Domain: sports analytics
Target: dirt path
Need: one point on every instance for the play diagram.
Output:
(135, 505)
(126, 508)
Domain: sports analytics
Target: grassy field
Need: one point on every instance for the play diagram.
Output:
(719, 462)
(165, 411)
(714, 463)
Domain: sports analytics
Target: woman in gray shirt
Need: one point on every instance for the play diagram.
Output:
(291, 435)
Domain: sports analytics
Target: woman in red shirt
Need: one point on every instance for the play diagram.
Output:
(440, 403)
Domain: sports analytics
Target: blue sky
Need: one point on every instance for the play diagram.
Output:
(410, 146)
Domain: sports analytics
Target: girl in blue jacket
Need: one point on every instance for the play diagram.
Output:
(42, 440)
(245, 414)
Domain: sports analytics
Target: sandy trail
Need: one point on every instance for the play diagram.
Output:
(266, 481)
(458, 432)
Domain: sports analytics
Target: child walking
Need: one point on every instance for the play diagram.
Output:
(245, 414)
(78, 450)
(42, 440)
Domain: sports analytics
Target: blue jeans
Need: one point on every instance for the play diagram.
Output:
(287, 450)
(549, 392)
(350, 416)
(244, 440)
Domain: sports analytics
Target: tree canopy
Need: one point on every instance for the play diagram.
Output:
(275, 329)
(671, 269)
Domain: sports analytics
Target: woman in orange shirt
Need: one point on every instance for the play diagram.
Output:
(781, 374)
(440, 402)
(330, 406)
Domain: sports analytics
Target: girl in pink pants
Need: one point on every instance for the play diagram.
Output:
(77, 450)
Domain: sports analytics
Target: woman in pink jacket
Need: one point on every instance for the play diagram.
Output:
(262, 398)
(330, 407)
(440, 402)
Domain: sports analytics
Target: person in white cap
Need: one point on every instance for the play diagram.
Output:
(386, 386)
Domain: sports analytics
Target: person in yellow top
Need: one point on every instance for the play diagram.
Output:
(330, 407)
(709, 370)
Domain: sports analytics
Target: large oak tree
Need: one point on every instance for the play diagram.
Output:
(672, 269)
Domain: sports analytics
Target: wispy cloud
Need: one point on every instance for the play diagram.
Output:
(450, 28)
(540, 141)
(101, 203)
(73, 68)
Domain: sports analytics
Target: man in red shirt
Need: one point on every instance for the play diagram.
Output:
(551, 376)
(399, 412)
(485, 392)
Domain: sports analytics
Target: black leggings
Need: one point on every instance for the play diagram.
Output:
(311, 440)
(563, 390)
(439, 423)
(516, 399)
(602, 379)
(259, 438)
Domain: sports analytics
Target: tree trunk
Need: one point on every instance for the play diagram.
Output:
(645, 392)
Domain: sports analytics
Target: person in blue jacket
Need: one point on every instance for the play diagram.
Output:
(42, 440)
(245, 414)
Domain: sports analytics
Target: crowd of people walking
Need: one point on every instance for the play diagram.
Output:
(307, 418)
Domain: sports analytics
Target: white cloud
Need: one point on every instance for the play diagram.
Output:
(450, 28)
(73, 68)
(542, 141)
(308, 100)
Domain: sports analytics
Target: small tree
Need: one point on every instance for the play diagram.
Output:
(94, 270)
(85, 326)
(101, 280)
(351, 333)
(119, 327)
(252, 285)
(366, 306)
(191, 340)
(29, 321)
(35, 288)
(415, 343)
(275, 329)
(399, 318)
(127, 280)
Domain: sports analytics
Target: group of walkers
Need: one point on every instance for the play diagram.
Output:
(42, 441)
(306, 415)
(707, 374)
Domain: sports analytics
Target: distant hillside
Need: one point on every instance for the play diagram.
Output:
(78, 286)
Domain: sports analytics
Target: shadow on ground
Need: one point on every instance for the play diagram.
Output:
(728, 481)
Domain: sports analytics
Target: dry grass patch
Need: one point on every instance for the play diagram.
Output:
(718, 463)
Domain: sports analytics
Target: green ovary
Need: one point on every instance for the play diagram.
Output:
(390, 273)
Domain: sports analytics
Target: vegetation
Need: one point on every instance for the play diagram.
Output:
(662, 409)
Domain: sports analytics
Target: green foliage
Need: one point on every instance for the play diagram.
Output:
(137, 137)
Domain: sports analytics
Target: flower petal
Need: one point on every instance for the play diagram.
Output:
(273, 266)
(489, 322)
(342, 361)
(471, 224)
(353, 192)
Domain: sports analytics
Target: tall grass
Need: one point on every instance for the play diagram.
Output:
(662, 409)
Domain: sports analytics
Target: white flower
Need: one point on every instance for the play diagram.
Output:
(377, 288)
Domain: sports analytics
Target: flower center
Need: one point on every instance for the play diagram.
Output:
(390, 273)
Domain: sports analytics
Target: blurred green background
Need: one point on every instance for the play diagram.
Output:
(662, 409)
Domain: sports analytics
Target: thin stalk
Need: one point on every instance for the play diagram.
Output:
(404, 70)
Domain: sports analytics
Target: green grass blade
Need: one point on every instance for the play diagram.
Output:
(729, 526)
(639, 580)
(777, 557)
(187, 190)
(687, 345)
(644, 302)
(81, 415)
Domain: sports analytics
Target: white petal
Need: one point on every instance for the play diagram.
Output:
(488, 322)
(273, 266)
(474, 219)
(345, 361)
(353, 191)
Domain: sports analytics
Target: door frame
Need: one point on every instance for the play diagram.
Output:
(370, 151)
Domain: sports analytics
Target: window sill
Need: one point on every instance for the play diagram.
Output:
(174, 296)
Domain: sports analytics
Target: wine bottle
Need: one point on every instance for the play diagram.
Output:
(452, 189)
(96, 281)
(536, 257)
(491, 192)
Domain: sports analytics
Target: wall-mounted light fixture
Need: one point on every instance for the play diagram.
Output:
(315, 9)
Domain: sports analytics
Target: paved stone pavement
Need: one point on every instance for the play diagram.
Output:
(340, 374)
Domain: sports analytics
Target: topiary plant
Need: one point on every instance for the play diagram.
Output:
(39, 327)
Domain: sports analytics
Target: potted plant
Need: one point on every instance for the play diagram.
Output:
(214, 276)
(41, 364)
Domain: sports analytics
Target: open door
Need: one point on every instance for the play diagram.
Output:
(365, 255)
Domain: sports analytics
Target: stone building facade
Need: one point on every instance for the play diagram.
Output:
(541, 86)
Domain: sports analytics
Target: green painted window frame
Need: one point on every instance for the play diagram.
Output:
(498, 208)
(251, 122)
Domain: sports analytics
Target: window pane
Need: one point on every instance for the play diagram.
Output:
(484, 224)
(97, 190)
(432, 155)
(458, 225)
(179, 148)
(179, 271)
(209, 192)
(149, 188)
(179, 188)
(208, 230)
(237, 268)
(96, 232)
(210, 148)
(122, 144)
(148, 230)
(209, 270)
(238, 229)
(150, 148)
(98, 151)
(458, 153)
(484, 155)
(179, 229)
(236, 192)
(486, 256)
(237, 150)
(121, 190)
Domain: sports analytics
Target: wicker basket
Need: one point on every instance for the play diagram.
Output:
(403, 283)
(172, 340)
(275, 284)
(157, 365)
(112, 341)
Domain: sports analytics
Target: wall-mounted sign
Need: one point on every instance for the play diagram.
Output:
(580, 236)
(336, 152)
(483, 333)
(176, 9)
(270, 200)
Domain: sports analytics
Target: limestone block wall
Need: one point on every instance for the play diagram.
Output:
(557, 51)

----

• _TASK DESCRIPTION_:
Retype the whole listing above exactly.

• _WRITTEN RESPONSE_:
Domain: sports analytics
Target: dirt path
Need: one point on every instance for the play diagram.
Output:
(135, 505)
(126, 508)
Domain: sports analytics
Target: grassy field
Need: one point on every instance for the play diagram.
Output:
(719, 462)
(165, 411)
(714, 463)
Domain: sports analytics
Target: woman in gray shirt
Need: one point on every instance for the play diagram.
Output:
(291, 435)
Domain: sports analytics
Target: woman in red shirt
Need: one point on every instance for the play diagram.
Output:
(440, 403)
Domain: sports analytics
Target: blue sky
Need: one point on every instance for the play diagram.
Output:
(410, 146)
Domain: sports analytics
Target: girl in blue jacket
Need: one point on every instance for the play diagram.
Output:
(42, 440)
(245, 414)
Domain: sports analytics
Target: sandy trail
Need: one point on every instance for the play diagram.
Output:
(266, 481)
(458, 432)
Domain: sports analytics
Target: child walking
Need: one point on every instance for the play diagram.
Output:
(245, 414)
(78, 450)
(42, 440)
Domain: sports analytics
Target: blue jeans
Need: one point on every instance for the play diagram.
Output:
(287, 450)
(549, 392)
(350, 416)
(244, 440)
Domain: sports analytics
Target: tree canopy
Need: one point on every instance for the play diagram.
Output:
(275, 329)
(671, 269)
Domain: sports analytics
Target: woman in orange shirt
Need: one point on every instance for the play diagram.
Output:
(781, 374)
(440, 402)
(330, 406)
Domain: sports analytics
Target: girl in pink pants
Need: one point on every instance for the play diagram.
Output:
(77, 450)
Domain: sports analytics
Target: woman in pink jacket
Need: one point on every instance for the play diagram.
Output:
(262, 398)
(330, 407)
(440, 402)
Domain: sports analytics
Target: person in white cap
Need: one point on every instance for the play diagram.
Output:
(386, 386)
Domain: sports analytics
Target: person in yellow top
Need: one point on every instance for the play diagram.
Output:
(330, 407)
(709, 370)
Domain: sports analytics
Target: large oak tree
Need: one point on every instance for the play diagram.
Output:
(672, 269)
Domain: sports analytics
Target: wispy cloud
Need: one point on every instance for the play diagram.
Output:
(450, 28)
(540, 141)
(101, 203)
(73, 68)
Domain: sports analytics
Target: man in red shirt
Need: one point on every instance for the play diagram.
Output:
(551, 376)
(399, 412)
(485, 392)
Domain: sports analytics
Target: black leggings
Need: one point on every instance for the play diagram.
Output:
(311, 440)
(563, 390)
(439, 423)
(516, 399)
(602, 379)
(259, 438)
Domain: sports analytics
Target: tree trunk
Need: one point on every instance for the play diagram.
Output:
(645, 392)
Domain: sports analytics
Target: person in blue jacket
Need: one point on every instance for the play diagram.
Output:
(42, 440)
(245, 414)
Domain: sports analytics
Target: crowd of people walking
Need: one point on every instance for the play diagram.
Output:
(307, 418)
Domain: sports analytics
Target: white cloud
Need: one point on every instance for the play diagram.
Output:
(450, 28)
(73, 68)
(542, 141)
(308, 100)
Domain: sports analytics
Target: small tree
Need: one point on every instance for the play diagram.
Output:
(94, 270)
(85, 326)
(101, 280)
(351, 333)
(119, 327)
(252, 285)
(366, 306)
(191, 340)
(29, 321)
(35, 288)
(415, 343)
(275, 329)
(399, 318)
(127, 280)
Domain: sports analytics
Target: group of walkers
Need: one point on every instance for the play diagram.
Output:
(42, 441)
(306, 415)
(707, 374)
Domain: sports analytics
Target: distant hillside
Need: one point on every instance for the play diagram.
Output:
(78, 286)
Domain: sports analytics
Target: shadow on ground
Need: one point on every instance for the play diagram.
Output:
(728, 481)
Domain: sports analytics
Target: dry grass patch
Need: one point on every instance for the play diagram.
Output:
(718, 463)
Domain: sports analytics
Target: green ovary
Need: one point on every instance for the play diagram.
Output:
(390, 273)
Domain: sports analytics
Target: vegetation
Need: one point on every instance for the play diagram.
Output:
(662, 409)
Domain: sports analytics
Target: green foliage
Need: one point on every instance for the play diagram.
Output:
(137, 137)
Domain: sports analytics
Target: flower petal
Need: one point on every instance for the play diagram.
Output:
(273, 266)
(489, 322)
(342, 361)
(471, 224)
(353, 192)
Domain: sports analytics
Target: tall grass
Need: one point on every instance for the play diagram.
Output:
(662, 409)
Domain: sports analytics
Target: white flower
Need: one point on every instance for the play diagram.
Output:
(377, 288)
Domain: sports analytics
Target: flower center
Need: one point on every instance for the play diagram.
Output:
(390, 273)
Domain: sports analytics
Target: blurred green background
Need: one point on every instance for the play diagram.
Output:
(662, 409)
Domain: sports analytics
Target: thin stalk
Need: one point on every instance for the play diagram.
Output:
(404, 70)
Domain: sports analytics
Target: green grass blade
Need: one point on every instance for the play diagram.
Output:
(729, 526)
(639, 580)
(777, 557)
(187, 190)
(687, 345)
(644, 302)
(81, 415)
Domain: sports analytics
Target: white petal
Need: one point on every instance for the play diagram.
Output:
(488, 322)
(273, 266)
(474, 219)
(345, 361)
(353, 191)
Domain: sports analytics
Target: door frame
Need: one point on every instance for the play diagram.
Output:
(370, 151)
Domain: sports analytics
Target: window sill
Need: one point on every instance for the play diagram.
Output:
(174, 296)
Domain: sports analytics
Target: wine bottle
Need: one point on every instance for the play diagram.
Output:
(452, 189)
(96, 281)
(536, 257)
(491, 192)
Domain: sports analytics
Target: wall-mounted light fixture
Need: one point on every instance for the play diagram.
Output:
(315, 9)
Domain: sports analytics
Target: paved stone pavement
Need: one point on every instance for the play diagram.
Output:
(340, 374)
Domain: sports analytics
Target: topiary plant
Need: one point on every instance for the play diagram.
Output:
(39, 327)
Domain: sports analytics
Target: potted plant
Need: one point on every instance for the play diagram.
Output:
(214, 276)
(41, 364)
Domain: sports analytics
Target: open door
Need: one point on every instance for the play diagram.
Output:
(365, 255)
Domain: sports analytics
Target: stone building facade
Need: one point on every instance for the play diagram.
Output:
(541, 86)
Domain: sports analytics
Target: green painted window frame
Need: one point on every instance for the play diagram.
Output:
(498, 208)
(251, 122)
Domain: sports analytics
Target: window pane
Need: one point on every instance for the play diagram.
Output:
(484, 224)
(97, 190)
(432, 155)
(458, 225)
(179, 148)
(179, 271)
(209, 192)
(149, 188)
(179, 188)
(208, 230)
(237, 268)
(96, 232)
(210, 148)
(122, 144)
(148, 230)
(209, 270)
(238, 229)
(150, 148)
(98, 151)
(458, 153)
(484, 155)
(179, 229)
(236, 192)
(486, 256)
(237, 150)
(121, 190)
Domain: sports analytics
Target: wicker basket
Need: one point on every instance for the play diagram.
Output:
(403, 283)
(172, 340)
(275, 284)
(157, 365)
(112, 341)
Domain: sports analytics
Target: wall-mounted sign
Need: one point on every instance for the play diagram.
Output:
(580, 236)
(336, 152)
(483, 333)
(176, 9)
(270, 200)
Domain: sports analytics
Target: limestone block wall
Need: one point on every instance for the play diagram.
Output:
(557, 51)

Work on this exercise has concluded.